*TEKSTFRAGMENT*.
= = =

In dit kader overweegt de rechtbank het hiernavolgende.
Vermoeden van witwassen
Verdachte heeft de beschikking gehad over een grote hoeveelheid contant geld. Met dat geld heeft hij onder meer voertuigen en vaartuigen gekocht. Ook is er veel contant geld gestort op de rekening van verdachte. Deze uitgaven passen niet bij het bij de Belastingdienst bekende inkomen van verdachte. Deze feiten en omstandigheden rechtvaardigen het vermoeden dat sprake is van geld dat afkomstig is uit een misdrijf. Van verdachte mag dus worden verlangd dat hij een verklaring geeft voor de herkomst van het geld.

= = =

*MATERIAAL*.

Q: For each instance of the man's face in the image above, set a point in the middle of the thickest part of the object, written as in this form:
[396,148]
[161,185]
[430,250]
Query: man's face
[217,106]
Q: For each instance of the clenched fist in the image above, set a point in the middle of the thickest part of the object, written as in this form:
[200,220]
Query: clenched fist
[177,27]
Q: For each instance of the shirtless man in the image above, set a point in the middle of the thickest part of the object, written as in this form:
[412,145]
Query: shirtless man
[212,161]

= = =

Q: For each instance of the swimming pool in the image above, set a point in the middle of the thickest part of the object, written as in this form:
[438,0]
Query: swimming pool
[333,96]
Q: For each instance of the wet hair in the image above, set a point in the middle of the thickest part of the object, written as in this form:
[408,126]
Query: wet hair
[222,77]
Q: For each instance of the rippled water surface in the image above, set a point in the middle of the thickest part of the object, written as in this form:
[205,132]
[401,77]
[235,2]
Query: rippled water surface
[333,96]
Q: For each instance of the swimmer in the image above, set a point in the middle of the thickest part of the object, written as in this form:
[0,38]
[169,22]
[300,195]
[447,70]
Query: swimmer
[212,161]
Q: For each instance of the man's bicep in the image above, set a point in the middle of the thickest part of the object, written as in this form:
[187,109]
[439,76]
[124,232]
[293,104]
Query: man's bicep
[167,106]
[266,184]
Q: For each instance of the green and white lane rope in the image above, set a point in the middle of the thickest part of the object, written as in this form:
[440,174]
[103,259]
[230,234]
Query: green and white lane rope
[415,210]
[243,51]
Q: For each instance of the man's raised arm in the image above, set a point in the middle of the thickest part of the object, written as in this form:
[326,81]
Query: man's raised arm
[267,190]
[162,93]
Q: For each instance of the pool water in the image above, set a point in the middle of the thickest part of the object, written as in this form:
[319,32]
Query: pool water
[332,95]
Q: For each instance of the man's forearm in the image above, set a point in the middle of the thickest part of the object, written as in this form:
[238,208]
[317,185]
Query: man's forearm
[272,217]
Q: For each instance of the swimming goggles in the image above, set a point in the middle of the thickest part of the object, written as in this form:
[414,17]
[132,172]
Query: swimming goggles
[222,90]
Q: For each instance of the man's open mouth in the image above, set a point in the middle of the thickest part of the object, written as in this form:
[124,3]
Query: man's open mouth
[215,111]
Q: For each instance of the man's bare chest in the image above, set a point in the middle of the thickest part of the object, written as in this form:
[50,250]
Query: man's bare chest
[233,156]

= = =

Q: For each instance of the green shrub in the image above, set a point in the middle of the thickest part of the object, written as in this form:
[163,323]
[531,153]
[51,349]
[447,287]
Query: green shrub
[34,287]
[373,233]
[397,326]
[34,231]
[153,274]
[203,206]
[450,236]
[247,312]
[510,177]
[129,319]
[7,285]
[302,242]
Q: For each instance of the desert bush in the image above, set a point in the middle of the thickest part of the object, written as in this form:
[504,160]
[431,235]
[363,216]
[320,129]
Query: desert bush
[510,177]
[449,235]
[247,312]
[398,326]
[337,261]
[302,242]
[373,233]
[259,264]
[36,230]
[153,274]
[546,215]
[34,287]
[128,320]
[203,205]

= = =

Zet het fragment over het vermoeden van witwassen voort, te beginnen na de laatste zin ervan.

*ANTWOORD OP OEFENING*.
Verklaring van verdachte omtrent de herkomst van het geld
Door verdachte en zijn raadsman is aangevoerd dat het geld waarmee de contante aankopen en stortingen zijn verricht, spaargeld van verdachte betrof, gespaard over de afgelopen dertig jaar. Daarnaast zou hij uit de verkoop van auto’s en kleding winsten hebben behaald en deze bedragen hebben gespaard. Hierdoor zou het beginsaldo van de opgemaakte kasopstelling veel hoger uitkomen dan het vrijstellingsbedrag voor contant geld waar de Belastingdienst vanuit is gegaan (€ 512,-). De motorboot Stingray zou verdachte hebben gekregen als betaling voor een klus op een woonwagenpark. De Harley Davidsonmotor zou van [naam 6] zijn en de Gilera Fuoco van [naam 7] .
De rechtbank overweegt hierover het volgende.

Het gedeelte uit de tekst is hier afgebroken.